### EXTRACT
Given: Δ ABC such that AD = 2.4 cm, AE = 3.2 cm, DE = 2 cm and BE = 5 cm. Also DE ∥ BC.
Required to find: BD and CE.
As DE ∥ BC, AB is transversal,
∠APQ = ∠ABC (corresponding angles)
As DE ∥ BC, AC is transversal,
∠AED = ∠ACB (corresponding angles)
In Δ ADE and Δ ABC,
∠ADE = ∠ABC
∠AED = ∠ACB
∴ Δ ADE = Δ ABC (AA similarity criteria)
Now, we know that
Corresponding parts of similar triangles are propositional.

Region annotation items:
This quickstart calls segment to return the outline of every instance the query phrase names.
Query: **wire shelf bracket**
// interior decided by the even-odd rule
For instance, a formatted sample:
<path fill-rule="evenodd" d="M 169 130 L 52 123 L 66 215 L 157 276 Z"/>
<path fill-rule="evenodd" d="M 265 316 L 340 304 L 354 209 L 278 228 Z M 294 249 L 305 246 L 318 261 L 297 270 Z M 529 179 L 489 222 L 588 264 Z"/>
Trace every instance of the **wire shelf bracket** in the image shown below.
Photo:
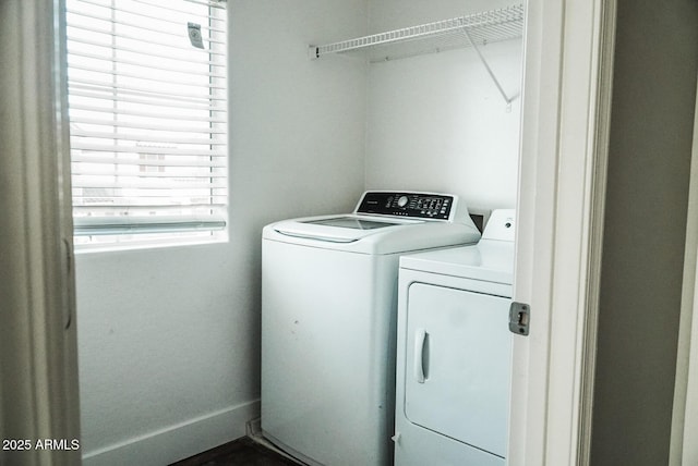
<path fill-rule="evenodd" d="M 371 63 L 398 60 L 457 48 L 472 47 L 488 74 L 510 107 L 520 93 L 508 96 L 488 64 L 481 46 L 520 39 L 524 29 L 524 4 L 473 13 L 419 26 L 405 27 L 323 46 L 309 46 L 311 59 L 326 54 L 366 51 Z"/>

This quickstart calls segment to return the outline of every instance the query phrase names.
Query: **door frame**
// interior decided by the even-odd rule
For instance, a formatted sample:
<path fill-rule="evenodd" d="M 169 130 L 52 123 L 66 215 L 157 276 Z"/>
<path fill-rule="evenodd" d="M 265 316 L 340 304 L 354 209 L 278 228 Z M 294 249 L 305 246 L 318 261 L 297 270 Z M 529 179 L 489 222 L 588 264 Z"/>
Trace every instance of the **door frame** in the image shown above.
<path fill-rule="evenodd" d="M 508 464 L 587 465 L 615 0 L 529 0 Z"/>
<path fill-rule="evenodd" d="M 698 464 L 698 447 L 695 442 L 698 436 L 698 75 L 696 77 L 694 143 L 670 449 L 672 466 Z"/>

### STATED TASK 1
Copy the part of the similar-triangles solution that starts with "As DE ∥ BC, AB" and goes on through "triangles are propositional.".
### STATED TASK 2
Continue the similar-triangles solution from its last line.

### EXERCISE ANSWER 1
As DE ∥ BC, AB is transversal,
∠APQ = ∠ABC (corresponding angles)
As DE ∥ BC, AC is transversal,
∠AED = ∠ACB (corresponding angles)
In Δ ADE and Δ ABC,
∠ADE = ∠ABC
∠AED = ∠ACB
∴ Δ ADE = Δ ABC (AA similarity criteria)
Now, we know that
Corresponding parts of similar triangles are propositional.

### EXERCISE ANSWER 2
⇒ \(\frac{AD}{AB}\) = \(\frac{AE}{AC}\) = \(\frac{DE}{BC}\)
\(\frac{AD}{AB}\) = \(\frac{DE}{BC}\)
\(\frac{2.4}{(2.4 + DB)}\) = \(\frac{2}{5}\) [Since, AB = AD + DB]
2.4 + DB = 6
DB = 6 – 2.4
DB = 3.6 cm
In the same way,
⇒ \(\frac{AE}{AC} = \frac{DE}{BC}\)
\(\frac{3.2}{(3.2 + EC)}\) = \(\frac{2}{5}\) [Since AC = AE + EC]
3.2 + EC = 8
EC = 8 – 3.2
EC = 4.8 cm
∴ BD = 3.6 cm and CE = 4.8 cm.